Salin ulang seluruh teks tentang skenario berakhirnya pandemi Covid-19 di Amerika tanpa mengubah satu huruf pun.

━━━ Blok Teks

McKinsey membuat tiga skenario dalam menentukan kapan pandemi Covid-19 berakhir di Amerika. Berakhirnya pandemi akan tergantung dari keandalan vaksin dan dampaknya terhadap pembentukan kekebalan di masyarakat atau herd immunity.

Skenario pertama, bila vaksin mulai disitribusikan pada kuartal pertama 2021 dan vaksin ini terbukti ampuh dan aman menangkal virus. Selain itu proses distribusi dan administrasi vaksin pun berjalan dengan cepat. Dengan perkiraan itu, maka pada kuartal kedua 2021 mulai terbentuk herd immunity dan kasus corona menjadi melandai dan terus mendekati angka nol pada 2023.

━━━━━━
━━━ Data yang Dikaji

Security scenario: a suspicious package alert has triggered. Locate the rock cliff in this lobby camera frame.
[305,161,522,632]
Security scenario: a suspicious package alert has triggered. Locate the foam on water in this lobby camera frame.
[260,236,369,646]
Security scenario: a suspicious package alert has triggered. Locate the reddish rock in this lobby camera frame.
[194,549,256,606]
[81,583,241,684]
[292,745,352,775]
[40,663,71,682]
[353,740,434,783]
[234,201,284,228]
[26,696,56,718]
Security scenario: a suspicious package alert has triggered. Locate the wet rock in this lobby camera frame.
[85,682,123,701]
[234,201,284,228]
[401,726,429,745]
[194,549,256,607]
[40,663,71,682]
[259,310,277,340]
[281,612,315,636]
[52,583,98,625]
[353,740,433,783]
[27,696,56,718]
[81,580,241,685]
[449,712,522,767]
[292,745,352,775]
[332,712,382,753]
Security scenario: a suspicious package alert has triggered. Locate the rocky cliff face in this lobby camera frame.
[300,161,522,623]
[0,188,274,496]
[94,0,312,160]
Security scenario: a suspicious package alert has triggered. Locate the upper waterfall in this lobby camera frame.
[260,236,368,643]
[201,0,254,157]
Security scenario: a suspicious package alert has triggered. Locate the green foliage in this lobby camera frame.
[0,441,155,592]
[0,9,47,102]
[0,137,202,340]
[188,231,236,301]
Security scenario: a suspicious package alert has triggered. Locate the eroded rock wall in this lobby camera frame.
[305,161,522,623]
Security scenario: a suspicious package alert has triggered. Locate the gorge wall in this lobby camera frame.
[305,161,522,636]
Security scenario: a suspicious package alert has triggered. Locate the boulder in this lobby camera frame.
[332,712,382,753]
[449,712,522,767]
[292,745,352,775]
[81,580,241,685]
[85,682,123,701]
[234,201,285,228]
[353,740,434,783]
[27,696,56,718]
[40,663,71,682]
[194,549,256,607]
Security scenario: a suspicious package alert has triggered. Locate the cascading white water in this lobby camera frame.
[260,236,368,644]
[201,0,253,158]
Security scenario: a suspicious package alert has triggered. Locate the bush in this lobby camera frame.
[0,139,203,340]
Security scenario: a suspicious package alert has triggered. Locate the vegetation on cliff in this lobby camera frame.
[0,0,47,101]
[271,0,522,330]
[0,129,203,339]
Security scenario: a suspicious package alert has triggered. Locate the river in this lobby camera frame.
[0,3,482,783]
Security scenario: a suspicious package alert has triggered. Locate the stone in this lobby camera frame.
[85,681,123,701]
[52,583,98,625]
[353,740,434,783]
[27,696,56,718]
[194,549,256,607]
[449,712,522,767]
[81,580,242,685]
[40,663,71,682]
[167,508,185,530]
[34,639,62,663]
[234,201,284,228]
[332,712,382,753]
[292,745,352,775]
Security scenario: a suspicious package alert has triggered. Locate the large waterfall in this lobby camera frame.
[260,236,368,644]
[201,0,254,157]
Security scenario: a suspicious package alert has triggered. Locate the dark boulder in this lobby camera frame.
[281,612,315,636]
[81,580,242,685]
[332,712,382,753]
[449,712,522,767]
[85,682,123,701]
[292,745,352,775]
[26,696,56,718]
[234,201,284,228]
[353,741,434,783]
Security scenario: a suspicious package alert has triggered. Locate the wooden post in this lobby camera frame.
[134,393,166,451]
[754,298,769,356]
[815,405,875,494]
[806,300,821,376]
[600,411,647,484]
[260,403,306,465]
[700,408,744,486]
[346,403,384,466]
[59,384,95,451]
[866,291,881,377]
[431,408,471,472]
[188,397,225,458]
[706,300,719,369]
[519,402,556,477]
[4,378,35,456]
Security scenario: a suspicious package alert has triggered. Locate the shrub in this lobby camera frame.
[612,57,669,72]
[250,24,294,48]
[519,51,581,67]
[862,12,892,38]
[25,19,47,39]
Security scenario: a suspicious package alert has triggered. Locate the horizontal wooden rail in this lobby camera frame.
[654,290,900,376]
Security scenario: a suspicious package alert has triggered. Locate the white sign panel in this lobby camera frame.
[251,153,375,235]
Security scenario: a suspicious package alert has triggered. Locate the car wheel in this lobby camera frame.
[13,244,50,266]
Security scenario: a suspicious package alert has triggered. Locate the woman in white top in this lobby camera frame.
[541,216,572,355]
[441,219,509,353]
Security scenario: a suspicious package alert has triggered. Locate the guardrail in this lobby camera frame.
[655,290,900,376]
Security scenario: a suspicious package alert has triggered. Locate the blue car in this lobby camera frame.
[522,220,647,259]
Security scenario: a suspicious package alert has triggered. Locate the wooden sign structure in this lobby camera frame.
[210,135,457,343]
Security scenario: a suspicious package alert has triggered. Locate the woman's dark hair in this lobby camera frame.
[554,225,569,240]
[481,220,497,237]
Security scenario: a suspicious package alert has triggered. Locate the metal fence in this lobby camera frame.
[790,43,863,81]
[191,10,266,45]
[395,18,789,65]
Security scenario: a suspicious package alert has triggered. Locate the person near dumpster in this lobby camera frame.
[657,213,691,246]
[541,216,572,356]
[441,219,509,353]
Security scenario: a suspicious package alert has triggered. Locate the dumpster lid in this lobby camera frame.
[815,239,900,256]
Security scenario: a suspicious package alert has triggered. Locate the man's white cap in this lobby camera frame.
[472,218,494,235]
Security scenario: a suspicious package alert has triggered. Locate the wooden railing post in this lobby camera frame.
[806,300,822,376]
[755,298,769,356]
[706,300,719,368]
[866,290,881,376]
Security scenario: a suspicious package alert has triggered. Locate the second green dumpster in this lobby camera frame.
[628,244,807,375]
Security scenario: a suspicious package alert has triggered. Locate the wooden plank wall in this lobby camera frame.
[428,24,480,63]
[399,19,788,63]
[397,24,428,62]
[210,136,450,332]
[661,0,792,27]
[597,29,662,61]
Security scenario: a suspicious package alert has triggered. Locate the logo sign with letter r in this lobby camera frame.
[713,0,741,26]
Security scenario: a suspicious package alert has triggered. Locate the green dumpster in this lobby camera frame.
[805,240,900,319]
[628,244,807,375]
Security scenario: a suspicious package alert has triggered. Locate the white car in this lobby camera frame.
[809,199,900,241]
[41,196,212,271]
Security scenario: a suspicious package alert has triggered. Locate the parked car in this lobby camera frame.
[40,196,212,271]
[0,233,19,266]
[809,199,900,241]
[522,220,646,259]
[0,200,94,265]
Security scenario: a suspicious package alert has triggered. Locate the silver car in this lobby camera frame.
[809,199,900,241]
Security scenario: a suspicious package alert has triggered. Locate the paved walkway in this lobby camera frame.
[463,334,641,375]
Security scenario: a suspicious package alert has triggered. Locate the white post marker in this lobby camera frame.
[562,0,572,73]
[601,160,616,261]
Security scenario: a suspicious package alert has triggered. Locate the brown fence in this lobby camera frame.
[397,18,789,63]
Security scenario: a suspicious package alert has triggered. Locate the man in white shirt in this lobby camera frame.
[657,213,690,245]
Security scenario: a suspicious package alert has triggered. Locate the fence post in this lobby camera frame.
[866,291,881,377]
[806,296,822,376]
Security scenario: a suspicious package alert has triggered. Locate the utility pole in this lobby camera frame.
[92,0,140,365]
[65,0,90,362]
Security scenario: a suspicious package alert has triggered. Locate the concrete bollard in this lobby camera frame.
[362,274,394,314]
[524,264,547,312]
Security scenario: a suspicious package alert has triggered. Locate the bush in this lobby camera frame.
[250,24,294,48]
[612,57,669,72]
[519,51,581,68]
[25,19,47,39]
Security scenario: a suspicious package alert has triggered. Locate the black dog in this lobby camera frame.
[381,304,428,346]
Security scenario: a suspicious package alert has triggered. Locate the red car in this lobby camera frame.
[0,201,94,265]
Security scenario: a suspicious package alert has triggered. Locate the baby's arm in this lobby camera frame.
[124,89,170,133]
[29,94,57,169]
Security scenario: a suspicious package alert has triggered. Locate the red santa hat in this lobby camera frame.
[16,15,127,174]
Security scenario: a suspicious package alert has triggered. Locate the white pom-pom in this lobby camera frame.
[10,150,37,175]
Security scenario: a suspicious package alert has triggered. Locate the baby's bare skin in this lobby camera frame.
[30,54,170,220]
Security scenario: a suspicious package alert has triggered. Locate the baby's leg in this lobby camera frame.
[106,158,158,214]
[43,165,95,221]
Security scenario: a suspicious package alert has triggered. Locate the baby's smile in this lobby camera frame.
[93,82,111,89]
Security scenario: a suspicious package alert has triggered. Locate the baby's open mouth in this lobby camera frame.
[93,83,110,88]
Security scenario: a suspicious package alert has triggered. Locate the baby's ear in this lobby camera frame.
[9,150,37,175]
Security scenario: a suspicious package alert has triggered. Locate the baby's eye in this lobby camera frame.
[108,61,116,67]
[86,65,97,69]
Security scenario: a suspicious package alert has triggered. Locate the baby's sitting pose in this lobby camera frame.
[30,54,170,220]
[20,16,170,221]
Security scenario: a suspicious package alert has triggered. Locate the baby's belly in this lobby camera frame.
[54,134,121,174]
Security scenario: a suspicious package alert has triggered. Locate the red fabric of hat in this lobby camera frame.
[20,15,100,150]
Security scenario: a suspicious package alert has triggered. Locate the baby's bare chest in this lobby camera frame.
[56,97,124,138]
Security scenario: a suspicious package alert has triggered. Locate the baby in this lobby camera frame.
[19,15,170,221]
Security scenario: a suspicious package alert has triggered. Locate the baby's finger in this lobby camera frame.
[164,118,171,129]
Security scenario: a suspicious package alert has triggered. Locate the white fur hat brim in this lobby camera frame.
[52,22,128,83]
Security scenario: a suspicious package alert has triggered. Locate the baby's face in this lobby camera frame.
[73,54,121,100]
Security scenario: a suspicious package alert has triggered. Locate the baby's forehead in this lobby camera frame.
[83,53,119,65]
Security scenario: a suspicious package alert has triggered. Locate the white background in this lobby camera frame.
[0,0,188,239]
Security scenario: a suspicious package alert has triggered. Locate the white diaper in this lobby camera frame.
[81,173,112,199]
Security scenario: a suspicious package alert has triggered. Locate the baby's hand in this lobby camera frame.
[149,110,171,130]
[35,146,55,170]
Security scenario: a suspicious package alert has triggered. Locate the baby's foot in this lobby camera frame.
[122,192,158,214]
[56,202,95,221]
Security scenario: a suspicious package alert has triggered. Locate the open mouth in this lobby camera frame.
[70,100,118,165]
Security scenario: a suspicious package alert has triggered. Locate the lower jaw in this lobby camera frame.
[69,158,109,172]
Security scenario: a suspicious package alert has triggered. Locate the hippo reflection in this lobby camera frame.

━━━━━━

** Hasil Tugas Ini **
McKinsey membuat tiga skenario dalam menentukan kapan pandemi Covid-19 berakhir di Amerika. Berakhirnya pandemi akan tergantung dari keandalan vaksin dan dampaknya terhadap pembentukan kekebalan di masyarakat atau herd immunity.

Skenario pertama, bila vaksin mulai disitribusikan pada kuartal pertama 2021 dan vaksin ini terbukti ampuh dan aman menangkal virus. Selain itu proses distribusi dan administrasi vaksin pun berjalan dengan cepat. Dengan perkiraan itu, maka pada kuartal kedua 2021 mulai terbentuk herd immunity dan kasus corona menjadi melandai dan terus mendekati angka nol pada 2023.